*** Opening of Data supplied ***
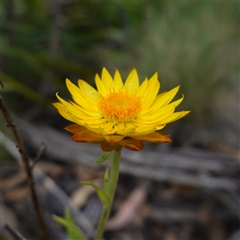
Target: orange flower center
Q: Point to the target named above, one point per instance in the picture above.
(120, 106)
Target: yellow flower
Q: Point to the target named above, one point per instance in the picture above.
(119, 114)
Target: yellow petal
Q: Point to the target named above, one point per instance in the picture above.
(142, 89)
(166, 98)
(124, 128)
(107, 147)
(142, 130)
(113, 138)
(74, 128)
(154, 137)
(156, 107)
(118, 84)
(100, 86)
(132, 83)
(87, 136)
(151, 93)
(80, 97)
(132, 144)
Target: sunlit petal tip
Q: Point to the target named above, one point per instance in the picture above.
(113, 138)
(107, 147)
(132, 144)
(74, 128)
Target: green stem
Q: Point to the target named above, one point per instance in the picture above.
(114, 164)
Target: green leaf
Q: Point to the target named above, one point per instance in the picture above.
(75, 232)
(67, 215)
(106, 180)
(104, 157)
(102, 194)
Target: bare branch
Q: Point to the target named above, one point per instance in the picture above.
(14, 233)
(25, 162)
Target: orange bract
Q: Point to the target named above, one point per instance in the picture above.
(119, 114)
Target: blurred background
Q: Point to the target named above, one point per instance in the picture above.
(194, 44)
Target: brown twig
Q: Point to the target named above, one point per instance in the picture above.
(14, 233)
(39, 154)
(25, 162)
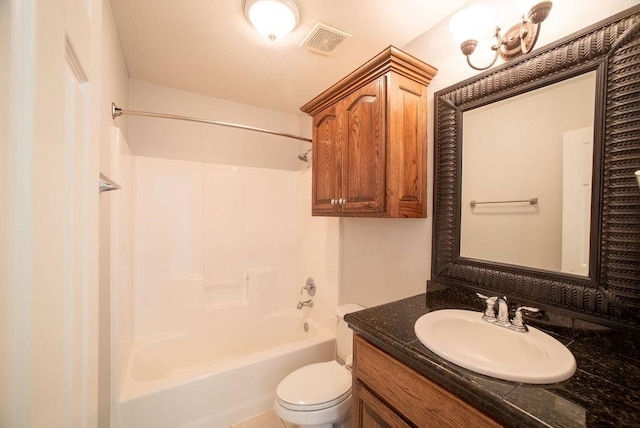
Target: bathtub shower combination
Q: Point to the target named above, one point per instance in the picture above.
(214, 379)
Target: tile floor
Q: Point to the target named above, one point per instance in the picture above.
(263, 420)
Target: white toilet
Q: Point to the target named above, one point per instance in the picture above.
(319, 395)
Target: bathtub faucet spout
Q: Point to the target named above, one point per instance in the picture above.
(305, 303)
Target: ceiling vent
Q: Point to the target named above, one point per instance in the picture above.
(323, 39)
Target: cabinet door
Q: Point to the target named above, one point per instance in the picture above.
(364, 149)
(326, 161)
(368, 411)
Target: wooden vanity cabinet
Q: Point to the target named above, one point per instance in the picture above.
(370, 140)
(387, 393)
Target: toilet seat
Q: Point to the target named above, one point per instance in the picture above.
(315, 387)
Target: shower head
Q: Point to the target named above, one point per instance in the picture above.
(304, 157)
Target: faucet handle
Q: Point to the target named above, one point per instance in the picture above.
(310, 286)
(517, 319)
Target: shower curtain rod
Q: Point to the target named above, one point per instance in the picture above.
(117, 111)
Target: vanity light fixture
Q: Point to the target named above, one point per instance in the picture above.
(467, 28)
(273, 19)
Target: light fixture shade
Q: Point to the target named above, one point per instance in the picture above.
(273, 19)
(475, 22)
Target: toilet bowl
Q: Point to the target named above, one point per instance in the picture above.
(319, 395)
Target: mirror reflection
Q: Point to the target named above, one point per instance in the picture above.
(526, 178)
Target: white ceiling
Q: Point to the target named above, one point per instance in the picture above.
(209, 47)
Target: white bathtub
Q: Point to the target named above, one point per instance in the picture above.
(213, 380)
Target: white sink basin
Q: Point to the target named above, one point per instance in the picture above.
(465, 339)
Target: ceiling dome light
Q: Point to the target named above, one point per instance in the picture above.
(273, 19)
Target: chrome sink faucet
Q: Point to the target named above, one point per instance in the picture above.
(515, 324)
(308, 303)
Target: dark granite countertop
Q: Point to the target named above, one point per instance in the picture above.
(604, 391)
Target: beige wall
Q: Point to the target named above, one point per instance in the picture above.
(114, 83)
(385, 260)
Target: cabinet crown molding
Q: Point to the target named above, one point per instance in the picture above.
(390, 59)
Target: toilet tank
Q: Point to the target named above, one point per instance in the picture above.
(344, 335)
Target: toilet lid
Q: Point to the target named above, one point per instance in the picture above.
(316, 386)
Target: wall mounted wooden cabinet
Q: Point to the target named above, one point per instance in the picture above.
(369, 154)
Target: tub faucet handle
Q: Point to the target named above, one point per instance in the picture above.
(310, 286)
(308, 303)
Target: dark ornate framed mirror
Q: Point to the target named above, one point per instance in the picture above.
(589, 262)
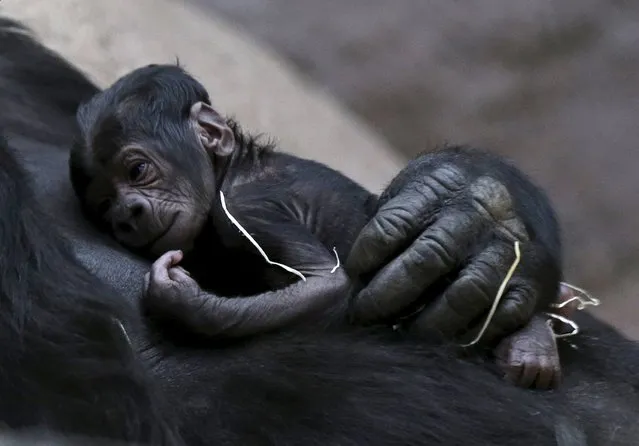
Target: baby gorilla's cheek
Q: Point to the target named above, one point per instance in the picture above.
(181, 233)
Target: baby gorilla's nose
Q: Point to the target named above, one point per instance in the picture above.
(137, 209)
(126, 217)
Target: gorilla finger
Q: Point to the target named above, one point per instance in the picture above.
(528, 376)
(396, 223)
(467, 298)
(515, 310)
(546, 374)
(160, 268)
(401, 218)
(179, 274)
(183, 270)
(147, 278)
(432, 255)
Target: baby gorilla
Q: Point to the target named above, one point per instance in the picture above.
(157, 156)
(152, 167)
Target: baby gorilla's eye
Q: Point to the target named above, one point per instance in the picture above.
(137, 170)
(104, 207)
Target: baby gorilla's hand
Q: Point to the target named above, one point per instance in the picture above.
(169, 290)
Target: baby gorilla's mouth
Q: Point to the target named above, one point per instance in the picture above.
(163, 233)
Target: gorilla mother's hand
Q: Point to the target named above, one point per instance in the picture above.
(442, 242)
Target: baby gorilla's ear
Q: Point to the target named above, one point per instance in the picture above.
(213, 131)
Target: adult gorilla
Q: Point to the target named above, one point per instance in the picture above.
(66, 364)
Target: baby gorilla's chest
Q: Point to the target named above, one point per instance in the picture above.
(237, 274)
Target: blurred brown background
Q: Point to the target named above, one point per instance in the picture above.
(553, 85)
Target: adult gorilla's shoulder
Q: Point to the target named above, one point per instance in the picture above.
(355, 388)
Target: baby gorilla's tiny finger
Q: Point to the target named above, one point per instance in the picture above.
(147, 278)
(159, 269)
(179, 274)
(183, 270)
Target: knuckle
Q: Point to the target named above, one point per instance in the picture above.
(437, 243)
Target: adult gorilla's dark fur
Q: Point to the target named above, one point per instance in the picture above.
(76, 358)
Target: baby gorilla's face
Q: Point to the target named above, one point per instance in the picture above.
(147, 204)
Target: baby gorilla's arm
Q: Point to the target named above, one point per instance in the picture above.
(319, 299)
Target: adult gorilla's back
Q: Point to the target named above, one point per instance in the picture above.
(352, 388)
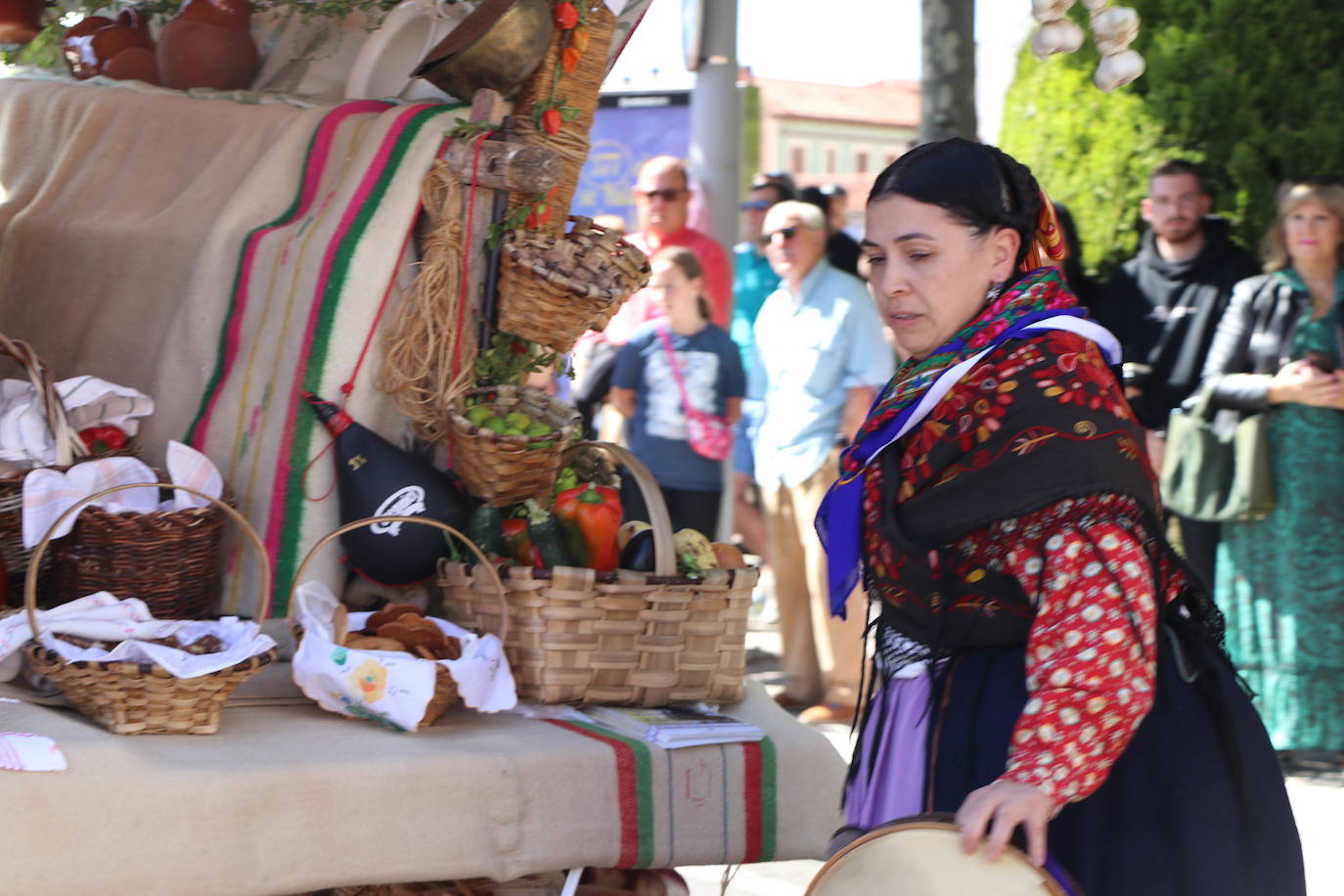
*** Close of Data supplied ***
Aim of the exercise: Tally how many lines of the listing above include the string "adult", and report that figure by itself.

Answer to the problem: 4